--- start of Supplied records ---

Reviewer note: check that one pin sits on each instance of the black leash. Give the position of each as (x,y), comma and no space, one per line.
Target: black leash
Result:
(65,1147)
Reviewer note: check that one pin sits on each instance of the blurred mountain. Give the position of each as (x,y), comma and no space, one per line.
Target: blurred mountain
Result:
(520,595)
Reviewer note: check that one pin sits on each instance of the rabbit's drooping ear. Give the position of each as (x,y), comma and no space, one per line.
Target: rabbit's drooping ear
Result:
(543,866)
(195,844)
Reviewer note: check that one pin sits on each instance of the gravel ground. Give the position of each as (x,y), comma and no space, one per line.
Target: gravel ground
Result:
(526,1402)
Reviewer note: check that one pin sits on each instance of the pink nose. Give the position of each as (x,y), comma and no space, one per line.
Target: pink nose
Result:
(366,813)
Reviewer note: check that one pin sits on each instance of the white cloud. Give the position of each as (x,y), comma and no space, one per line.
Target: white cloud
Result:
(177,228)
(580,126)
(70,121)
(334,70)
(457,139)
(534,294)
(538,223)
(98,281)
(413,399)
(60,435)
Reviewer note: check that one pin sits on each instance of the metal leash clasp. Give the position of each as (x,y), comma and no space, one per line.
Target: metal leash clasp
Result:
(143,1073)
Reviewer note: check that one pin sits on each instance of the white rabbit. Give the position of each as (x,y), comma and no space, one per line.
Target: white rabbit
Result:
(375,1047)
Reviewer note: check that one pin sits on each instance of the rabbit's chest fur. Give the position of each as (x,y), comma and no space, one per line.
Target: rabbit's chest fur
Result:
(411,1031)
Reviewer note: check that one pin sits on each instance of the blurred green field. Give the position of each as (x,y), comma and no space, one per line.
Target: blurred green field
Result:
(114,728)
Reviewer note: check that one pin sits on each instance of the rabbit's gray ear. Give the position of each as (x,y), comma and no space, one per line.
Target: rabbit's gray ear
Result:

--- end of Supplied records ---

== Objective ==
Rewrite every row above, changing each "Reviewer note" to "Annotator note" and leaving everything else unchanged.

== Written response ==
Annotator note: check that one pin sits on each instance of the black leash. Give the position of each as (x,y), comma and no space, one per line.
Target: black leash
Result:
(65,1147)
Annotator note: check that one pin sits on each instance of the blurred mountain. Give the position of each as (x,y), comma and no space, one per line.
Target: blurred mountain
Result:
(520,595)
Annotator note: check that one pin sits on each instance of the rabbit's drooping ear. Give the position of each as (x,y), comma and no space, one per line.
Target: rabbit's drooping ear
Result:
(543,866)
(195,844)
Annotator note: check that one pin sits on each instance of the gravel ground. Give the position of each as (x,y), comma and no space, one per line.
Target: gravel ground
Result:
(526,1402)
Annotator note: check that one pin sits on each instance of the pink nose. Give the position of each as (x,y), comma and no space, one per line.
Target: pink nose
Result:
(366,813)
Annotator note: check that one pin sits on each instance of the white cloud. Give the position of each as (x,y), comma and no space, one per line.
Target: white cloud
Result:
(177,228)
(580,126)
(70,121)
(334,70)
(457,139)
(534,294)
(538,223)
(98,281)
(413,399)
(60,435)
Annotator note: check that one pin sits on each instance of the metal leash clasp. Give the position of each as (x,y), comma and no space, one per line.
Target: metal leash clasp
Result:
(143,1073)
Annotator note: check that one pin sits on each instance of the white rabbit. Give the position of each as (x,y), comma and no space, one per line.
Target: white rabbit
Result:
(375,1047)
Annotator note: check that one pin sits on each instance of the rabbit's chest fur. Give the position of each as (x,y), comma and no space, one per line.
Target: rabbit's chest fur
Result:
(411,1031)
Annotator note: check that one pin sits on each instance of the blurred green field. Give the position of each as (x,y), comma and no space, one per line.
Target: blurred green field
Result:
(114,728)
Annotator note: check that one pin sits on each instance of the rabbit's gray ear. Give the position of each as (x,y), comma and no space, one per line.
Target: rabbit's gray ear
Result:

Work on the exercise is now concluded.